## [Your goal]
Which lines in the records below contain the word "frosted"? Pull out each of those lines and copy it in full.

Data lines
※
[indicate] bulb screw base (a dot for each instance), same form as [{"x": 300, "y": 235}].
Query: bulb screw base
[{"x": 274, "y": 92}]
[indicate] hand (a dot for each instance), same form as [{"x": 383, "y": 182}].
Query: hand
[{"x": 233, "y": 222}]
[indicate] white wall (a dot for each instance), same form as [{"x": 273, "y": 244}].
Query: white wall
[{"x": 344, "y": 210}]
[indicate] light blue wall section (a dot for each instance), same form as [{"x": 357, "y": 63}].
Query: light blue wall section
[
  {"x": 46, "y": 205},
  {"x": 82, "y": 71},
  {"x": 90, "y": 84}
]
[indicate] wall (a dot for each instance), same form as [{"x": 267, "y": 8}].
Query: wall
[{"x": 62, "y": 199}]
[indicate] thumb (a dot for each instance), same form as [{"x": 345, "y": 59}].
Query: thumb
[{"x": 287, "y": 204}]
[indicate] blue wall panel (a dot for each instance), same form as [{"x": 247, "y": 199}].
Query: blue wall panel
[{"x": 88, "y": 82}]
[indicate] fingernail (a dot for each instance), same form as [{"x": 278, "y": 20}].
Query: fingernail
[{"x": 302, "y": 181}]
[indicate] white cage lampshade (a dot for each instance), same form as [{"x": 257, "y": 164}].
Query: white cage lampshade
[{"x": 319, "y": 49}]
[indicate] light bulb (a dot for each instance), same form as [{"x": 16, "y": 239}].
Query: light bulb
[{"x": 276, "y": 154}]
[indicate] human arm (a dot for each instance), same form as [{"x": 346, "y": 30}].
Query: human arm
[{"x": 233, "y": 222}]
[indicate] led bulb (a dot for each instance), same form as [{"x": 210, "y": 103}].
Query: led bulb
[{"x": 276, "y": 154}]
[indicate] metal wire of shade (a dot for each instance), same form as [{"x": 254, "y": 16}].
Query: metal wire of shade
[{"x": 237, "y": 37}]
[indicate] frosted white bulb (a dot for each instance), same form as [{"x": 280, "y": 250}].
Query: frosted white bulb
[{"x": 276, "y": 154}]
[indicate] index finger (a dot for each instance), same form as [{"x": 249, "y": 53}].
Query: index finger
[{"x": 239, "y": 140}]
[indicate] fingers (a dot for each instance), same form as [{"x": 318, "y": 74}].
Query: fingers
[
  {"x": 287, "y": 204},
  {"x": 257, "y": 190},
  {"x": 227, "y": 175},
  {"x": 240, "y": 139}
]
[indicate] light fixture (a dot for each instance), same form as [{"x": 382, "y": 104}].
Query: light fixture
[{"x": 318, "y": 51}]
※
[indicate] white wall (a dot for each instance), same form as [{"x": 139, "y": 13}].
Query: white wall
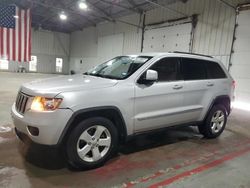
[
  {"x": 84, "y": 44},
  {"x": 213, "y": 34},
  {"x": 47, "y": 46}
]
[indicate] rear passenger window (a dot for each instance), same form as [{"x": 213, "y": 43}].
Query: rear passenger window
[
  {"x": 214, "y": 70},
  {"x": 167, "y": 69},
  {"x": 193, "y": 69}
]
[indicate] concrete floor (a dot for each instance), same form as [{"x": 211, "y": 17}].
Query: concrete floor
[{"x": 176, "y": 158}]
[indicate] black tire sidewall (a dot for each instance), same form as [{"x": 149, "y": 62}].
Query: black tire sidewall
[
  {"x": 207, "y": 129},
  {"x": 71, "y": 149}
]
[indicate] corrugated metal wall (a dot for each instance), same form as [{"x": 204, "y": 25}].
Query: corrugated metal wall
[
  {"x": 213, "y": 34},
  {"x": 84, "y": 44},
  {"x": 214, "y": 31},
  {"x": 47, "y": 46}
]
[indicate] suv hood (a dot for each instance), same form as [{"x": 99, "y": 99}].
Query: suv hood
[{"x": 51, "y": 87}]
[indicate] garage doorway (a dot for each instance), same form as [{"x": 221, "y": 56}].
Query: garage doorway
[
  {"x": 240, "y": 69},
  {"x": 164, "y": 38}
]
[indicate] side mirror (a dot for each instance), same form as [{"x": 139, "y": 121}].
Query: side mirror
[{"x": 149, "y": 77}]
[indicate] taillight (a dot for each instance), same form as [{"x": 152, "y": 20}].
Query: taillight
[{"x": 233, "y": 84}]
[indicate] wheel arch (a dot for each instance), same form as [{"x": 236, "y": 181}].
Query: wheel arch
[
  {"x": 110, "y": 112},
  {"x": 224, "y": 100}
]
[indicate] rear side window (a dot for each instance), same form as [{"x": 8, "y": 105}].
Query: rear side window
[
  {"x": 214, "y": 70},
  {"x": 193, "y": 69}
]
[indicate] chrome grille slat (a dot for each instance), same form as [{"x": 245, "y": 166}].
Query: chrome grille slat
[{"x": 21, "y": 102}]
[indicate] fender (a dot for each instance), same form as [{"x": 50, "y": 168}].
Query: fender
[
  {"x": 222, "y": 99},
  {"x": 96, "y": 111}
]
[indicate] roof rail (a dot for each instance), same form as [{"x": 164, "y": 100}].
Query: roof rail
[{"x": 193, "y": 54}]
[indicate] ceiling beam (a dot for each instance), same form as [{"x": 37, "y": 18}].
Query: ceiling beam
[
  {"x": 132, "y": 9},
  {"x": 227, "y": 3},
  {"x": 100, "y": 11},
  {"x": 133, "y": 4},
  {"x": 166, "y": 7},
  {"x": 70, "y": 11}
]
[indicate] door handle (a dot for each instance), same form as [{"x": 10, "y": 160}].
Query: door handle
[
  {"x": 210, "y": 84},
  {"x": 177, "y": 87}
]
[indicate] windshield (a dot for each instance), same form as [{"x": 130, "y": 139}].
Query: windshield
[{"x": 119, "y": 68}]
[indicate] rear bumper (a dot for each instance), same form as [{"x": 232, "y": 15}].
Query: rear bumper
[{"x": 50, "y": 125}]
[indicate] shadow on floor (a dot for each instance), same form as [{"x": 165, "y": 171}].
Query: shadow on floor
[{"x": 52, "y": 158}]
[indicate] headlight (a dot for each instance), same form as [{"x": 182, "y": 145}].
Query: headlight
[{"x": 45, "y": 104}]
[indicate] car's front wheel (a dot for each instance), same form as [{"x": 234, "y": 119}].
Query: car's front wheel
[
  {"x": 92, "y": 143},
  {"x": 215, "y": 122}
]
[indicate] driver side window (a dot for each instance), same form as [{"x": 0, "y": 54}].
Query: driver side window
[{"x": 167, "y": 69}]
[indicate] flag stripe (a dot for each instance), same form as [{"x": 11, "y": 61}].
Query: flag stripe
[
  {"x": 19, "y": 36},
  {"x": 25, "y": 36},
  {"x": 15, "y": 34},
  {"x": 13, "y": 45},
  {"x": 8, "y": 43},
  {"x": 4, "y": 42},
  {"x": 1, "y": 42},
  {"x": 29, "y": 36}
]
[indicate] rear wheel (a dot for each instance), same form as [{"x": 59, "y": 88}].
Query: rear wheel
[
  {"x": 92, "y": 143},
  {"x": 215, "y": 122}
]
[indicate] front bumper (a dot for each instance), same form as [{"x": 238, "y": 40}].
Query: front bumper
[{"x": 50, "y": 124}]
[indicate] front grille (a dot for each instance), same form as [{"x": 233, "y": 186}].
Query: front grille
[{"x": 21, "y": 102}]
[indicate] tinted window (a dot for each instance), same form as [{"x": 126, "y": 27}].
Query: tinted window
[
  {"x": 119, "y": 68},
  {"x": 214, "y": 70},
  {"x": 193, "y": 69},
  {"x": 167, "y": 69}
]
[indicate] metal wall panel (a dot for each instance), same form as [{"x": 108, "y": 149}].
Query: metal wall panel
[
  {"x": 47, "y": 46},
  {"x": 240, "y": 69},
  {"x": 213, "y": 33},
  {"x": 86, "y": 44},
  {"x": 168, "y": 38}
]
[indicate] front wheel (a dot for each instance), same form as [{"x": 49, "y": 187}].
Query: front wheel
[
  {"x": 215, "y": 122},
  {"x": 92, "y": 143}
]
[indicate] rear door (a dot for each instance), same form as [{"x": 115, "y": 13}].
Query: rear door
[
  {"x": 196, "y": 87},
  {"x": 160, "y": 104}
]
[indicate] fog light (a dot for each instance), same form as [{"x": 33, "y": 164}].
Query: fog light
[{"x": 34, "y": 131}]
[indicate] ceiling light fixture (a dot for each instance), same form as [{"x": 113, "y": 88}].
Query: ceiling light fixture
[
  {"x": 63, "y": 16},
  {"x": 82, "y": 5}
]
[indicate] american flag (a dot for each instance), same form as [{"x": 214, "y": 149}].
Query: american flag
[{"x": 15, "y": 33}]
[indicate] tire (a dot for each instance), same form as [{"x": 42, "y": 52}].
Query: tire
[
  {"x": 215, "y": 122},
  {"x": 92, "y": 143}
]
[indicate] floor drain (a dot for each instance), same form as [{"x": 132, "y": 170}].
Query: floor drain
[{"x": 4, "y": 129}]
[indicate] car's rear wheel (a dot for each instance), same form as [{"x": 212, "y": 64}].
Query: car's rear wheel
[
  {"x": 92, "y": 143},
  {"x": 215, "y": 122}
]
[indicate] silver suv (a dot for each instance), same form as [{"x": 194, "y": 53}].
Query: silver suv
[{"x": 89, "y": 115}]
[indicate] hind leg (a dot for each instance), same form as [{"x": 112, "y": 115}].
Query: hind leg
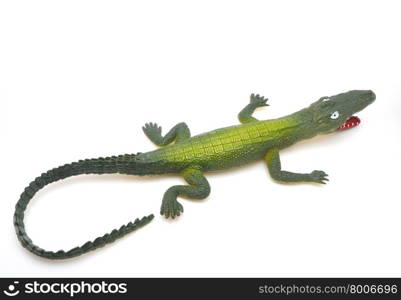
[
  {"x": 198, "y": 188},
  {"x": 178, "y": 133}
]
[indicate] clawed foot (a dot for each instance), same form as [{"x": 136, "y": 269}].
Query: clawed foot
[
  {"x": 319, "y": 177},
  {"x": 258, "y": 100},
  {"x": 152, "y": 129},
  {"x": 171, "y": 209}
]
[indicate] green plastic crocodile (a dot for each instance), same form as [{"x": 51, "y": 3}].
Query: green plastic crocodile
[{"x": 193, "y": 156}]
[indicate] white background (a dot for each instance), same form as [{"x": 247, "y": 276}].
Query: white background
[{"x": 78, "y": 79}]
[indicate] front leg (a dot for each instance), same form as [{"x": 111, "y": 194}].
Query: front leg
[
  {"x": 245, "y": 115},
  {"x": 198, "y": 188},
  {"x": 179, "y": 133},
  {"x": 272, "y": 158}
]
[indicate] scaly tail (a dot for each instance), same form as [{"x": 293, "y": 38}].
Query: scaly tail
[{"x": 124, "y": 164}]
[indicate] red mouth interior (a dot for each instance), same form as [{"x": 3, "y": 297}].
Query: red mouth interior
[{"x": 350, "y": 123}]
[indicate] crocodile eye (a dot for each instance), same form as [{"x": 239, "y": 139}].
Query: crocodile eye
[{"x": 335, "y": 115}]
※
## [Problem solution]
[indicate] frosted white bulb (a dot for each instance), same form as [{"x": 280, "y": 250}].
Query: frosted white bulb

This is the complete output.